(Entries from an annotation dataset)
━━━

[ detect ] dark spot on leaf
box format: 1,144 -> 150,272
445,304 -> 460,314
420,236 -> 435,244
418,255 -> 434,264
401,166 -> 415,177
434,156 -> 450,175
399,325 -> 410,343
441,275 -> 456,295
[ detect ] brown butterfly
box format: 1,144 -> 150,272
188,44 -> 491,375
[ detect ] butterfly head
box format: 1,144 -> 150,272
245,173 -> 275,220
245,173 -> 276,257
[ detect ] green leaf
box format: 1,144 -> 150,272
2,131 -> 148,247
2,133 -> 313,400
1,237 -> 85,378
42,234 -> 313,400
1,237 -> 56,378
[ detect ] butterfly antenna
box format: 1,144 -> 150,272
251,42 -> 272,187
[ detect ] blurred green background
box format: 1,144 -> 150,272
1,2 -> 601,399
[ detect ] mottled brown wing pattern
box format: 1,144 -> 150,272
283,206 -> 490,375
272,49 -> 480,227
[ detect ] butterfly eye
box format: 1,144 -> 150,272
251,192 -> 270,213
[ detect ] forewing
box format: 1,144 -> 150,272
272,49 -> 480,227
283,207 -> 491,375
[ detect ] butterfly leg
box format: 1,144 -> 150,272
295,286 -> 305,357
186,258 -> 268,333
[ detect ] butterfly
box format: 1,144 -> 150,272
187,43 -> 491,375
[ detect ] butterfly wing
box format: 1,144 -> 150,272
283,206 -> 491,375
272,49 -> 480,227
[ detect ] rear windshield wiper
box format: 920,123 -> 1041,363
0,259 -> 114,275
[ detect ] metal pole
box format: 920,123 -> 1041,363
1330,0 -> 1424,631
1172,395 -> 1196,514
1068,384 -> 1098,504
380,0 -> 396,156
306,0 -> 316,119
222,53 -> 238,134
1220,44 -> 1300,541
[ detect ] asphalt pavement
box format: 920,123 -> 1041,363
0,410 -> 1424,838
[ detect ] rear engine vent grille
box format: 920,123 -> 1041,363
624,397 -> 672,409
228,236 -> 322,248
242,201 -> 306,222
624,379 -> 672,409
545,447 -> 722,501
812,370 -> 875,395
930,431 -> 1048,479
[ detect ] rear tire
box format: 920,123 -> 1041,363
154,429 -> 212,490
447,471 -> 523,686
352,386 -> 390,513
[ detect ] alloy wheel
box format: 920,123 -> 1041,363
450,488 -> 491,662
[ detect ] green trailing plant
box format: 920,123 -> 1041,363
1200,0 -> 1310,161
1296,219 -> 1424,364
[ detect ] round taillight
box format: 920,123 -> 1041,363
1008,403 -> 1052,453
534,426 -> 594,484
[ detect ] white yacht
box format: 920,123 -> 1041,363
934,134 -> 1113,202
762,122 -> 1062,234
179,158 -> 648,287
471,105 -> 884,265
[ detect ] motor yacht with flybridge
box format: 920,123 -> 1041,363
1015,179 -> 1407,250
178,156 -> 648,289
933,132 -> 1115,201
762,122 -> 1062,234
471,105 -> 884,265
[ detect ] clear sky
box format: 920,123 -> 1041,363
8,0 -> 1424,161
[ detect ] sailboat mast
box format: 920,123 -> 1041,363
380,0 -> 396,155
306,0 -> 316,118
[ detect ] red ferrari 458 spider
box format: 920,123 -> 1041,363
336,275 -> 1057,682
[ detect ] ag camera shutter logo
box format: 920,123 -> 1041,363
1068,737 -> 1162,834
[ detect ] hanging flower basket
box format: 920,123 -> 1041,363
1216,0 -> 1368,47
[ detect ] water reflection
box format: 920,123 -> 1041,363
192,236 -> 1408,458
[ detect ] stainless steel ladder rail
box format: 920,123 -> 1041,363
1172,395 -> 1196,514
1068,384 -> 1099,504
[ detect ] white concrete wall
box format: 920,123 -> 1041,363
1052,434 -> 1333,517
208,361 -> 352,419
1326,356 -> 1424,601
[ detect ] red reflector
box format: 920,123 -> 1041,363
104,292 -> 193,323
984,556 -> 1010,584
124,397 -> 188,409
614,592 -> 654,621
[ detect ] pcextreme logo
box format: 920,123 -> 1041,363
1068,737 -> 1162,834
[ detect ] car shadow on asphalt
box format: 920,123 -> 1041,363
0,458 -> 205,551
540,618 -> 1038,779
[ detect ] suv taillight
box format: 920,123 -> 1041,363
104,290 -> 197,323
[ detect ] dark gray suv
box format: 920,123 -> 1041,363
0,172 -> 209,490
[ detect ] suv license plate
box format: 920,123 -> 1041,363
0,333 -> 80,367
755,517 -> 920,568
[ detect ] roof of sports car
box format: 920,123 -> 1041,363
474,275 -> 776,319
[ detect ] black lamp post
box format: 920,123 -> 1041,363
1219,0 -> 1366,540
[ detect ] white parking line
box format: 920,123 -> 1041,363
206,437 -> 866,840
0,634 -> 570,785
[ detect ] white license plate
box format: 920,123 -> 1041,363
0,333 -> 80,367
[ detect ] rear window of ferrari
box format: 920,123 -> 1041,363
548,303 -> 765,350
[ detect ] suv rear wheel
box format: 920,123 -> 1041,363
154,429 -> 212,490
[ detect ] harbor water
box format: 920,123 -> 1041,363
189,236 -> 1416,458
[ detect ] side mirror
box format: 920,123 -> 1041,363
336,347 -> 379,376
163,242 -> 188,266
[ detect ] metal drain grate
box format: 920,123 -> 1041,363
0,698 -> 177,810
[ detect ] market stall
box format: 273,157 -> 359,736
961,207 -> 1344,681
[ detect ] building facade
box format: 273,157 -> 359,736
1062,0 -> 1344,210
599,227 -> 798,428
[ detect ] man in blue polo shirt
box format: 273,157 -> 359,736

━━━

_Work instructions_: Reproduce the rows above exactly, starting at the line that contains "[ detect ] car shadow on asphalt" and ending at the last line of the rows, with both of those lines included.

_Solution for this task_:
[ detect ] car shadow on asphalt
box format: 920,123 -> 1041,363
0,458 -> 205,551
540,618 -> 1038,779
[ detect ] suv taillight
box format: 920,123 -> 1041,363
104,290 -> 197,323
[ detect ] dark gray suv
box format: 920,123 -> 1041,363
0,172 -> 209,490
[ detect ] suv license plate
box format: 920,123 -> 1041,363
0,333 -> 80,367
755,517 -> 920,568
[ detect ] roof of sports car
box format: 920,123 -> 1041,363
474,275 -> 776,319
[ detect ] black lamp post
box format: 920,123 -> 1041,363
1219,0 -> 1366,540
[ detect ] white parking line
box format: 920,123 -> 1041,363
206,437 -> 866,840
0,634 -> 570,785
[ detect ] white license plate
box format: 920,123 -> 1041,363
0,333 -> 80,367
[ detect ] rear window of ferrari
box format: 920,123 -> 1041,363
548,303 -> 765,350
[ detect ] suv rear wheel
box format: 920,123 -> 1041,363
154,429 -> 212,490
[ detect ] harbor water
box format: 920,123 -> 1041,363
189,236 -> 1416,458
[ detect ] side mirror
box format: 920,123 -> 1041,363
336,347 -> 379,376
163,242 -> 188,266
[ detect ] metal drain grate
box format: 920,123 -> 1041,363
0,698 -> 177,810
[ detect ] market stall
box format: 273,157 -> 359,736
961,207 -> 1344,681
[ detect ] building facade
box format: 273,157 -> 359,736
1062,0 -> 1344,210
599,227 -> 798,428
[ detect ] man in blue polo shirt
box format: 273,157 -> 359,736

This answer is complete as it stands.